* **Passage shown**:
****************************************

When squirrels cut hickory, a stealthy stalker can encounter some hard-to-believe episodes. What brings this about, I cannot say. But often, it seems, every squirrel in a woods will be aware of the food a given tree offers, and they often visit the tree to feed early in the morning, late in the afternoon, and at times during the day, or on rainy, overcast days. Grays feed more in congregation than fox squirrels, but  fox squirrels will gather on such a tree. Frankly, I have always thought grays offered better taste than fox squirrels, but the latter probably offers six to eight ounces more meat. 

     A good feature of hunting squirrels when they are cutting hickory heavy early in the season (when nuts are maturing) revolves around good shots. A squirrel cutting hickory will often go to the ends of a limb to select a nut then return to a solid spot to eat it. Usually the eating spot is the same; the procurement spots vary.  They first cut away all or part of the thick, outer husk, then chisel through the hard, thin inner nut to get the kernels. The pieces of the green, outer husks, of course are dropped to the earth, and tell a story of their own as they fall through the leaves.

The cuttings of the outer shell often tell yet tell another story if one has spooked a squirrel that is in the act of eating a nut. This story is told by the freshness of cuttings under a tree. I figure that if  I can squeeze liquid out of a cutting, the squirrel probably is still hiding on the hickory or a tree nearby. Older , brown, somewhat-dry cuttings tell me the action has occurred in the recent past, and those that are bone-dry are less promising.

The squirrel, of course, is a master at using its front paws to hold a nut, and a past-master at chiseling through a hard, but relatively thin nutshell with those two upper front teeth. Those teeth, incidentally, will bite you, too. And they will extract a piece of nutmeat from the smallest, most inaccessible crevice in a nut. I sometime think squirrels can  “out-Newton” Sir Izaac in the theory of gravity.

So you want to hunt squirrels on hickory via the stalking route, do you? Well, after you have mastered a few of the habits of the species, you must learn something about quietude in moving through the woods.

My dad gave me my first lesson in stalking in Lou Nehrt’s woods west of Crothersville when I was four years old. He didn’t need them, but he told me the best shoes to wear in that game was a pair of thin-soled tennis shoes. His old black, thin-soled shoes worked just fine.

My dad cradled the old model 97 Winchester in his right arm as he pointed out to me that one can move fairly quiet through the forest floor if on every movement of the feet the heel goes into the leaves and humus first, then the rest of the foot follows if the thin tennis sole does not reveal dry sticks.

****************************************

* **Exercise instructions**:
Revise the squirrel-hunting passage from "When squirrels cut" up to and including "ounces more meat.", replacing "woods" with "forest".

* **Raw data**:
****************************************

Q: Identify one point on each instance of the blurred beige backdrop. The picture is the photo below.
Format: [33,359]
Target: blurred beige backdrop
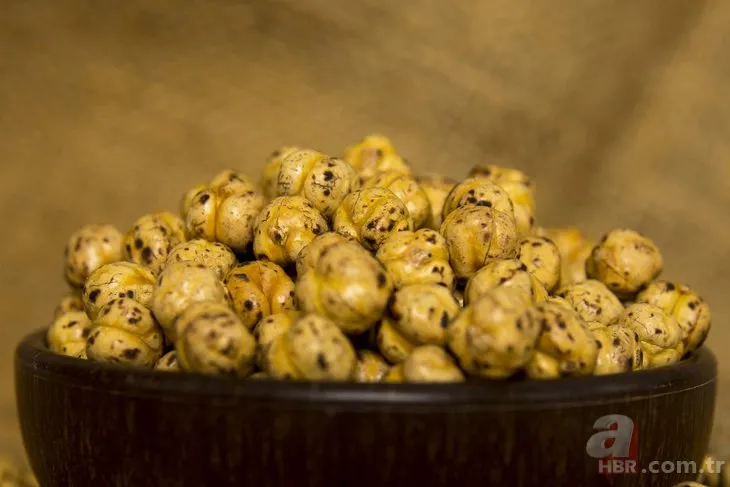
[619,110]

****************************************

* **Written solution**:
When squirrels cut hickory, a stealthy stalker can encounter some hard-to-believe episodes. What brings this about, I cannot say. But often, it seems, every squirrel in a forest will be aware of the food a given tree offers, and they often visit the tree to feed early in the morning, late in the afternoon, and at times during the day, or on rainy, overcast days. Grays feed more in congregation than fox squirrels, but  fox squirrels will gather on such a tree. Frankly, I have always thought grays offered better taste than fox squirrels, but the latter probably offers six to eight ounces more meat.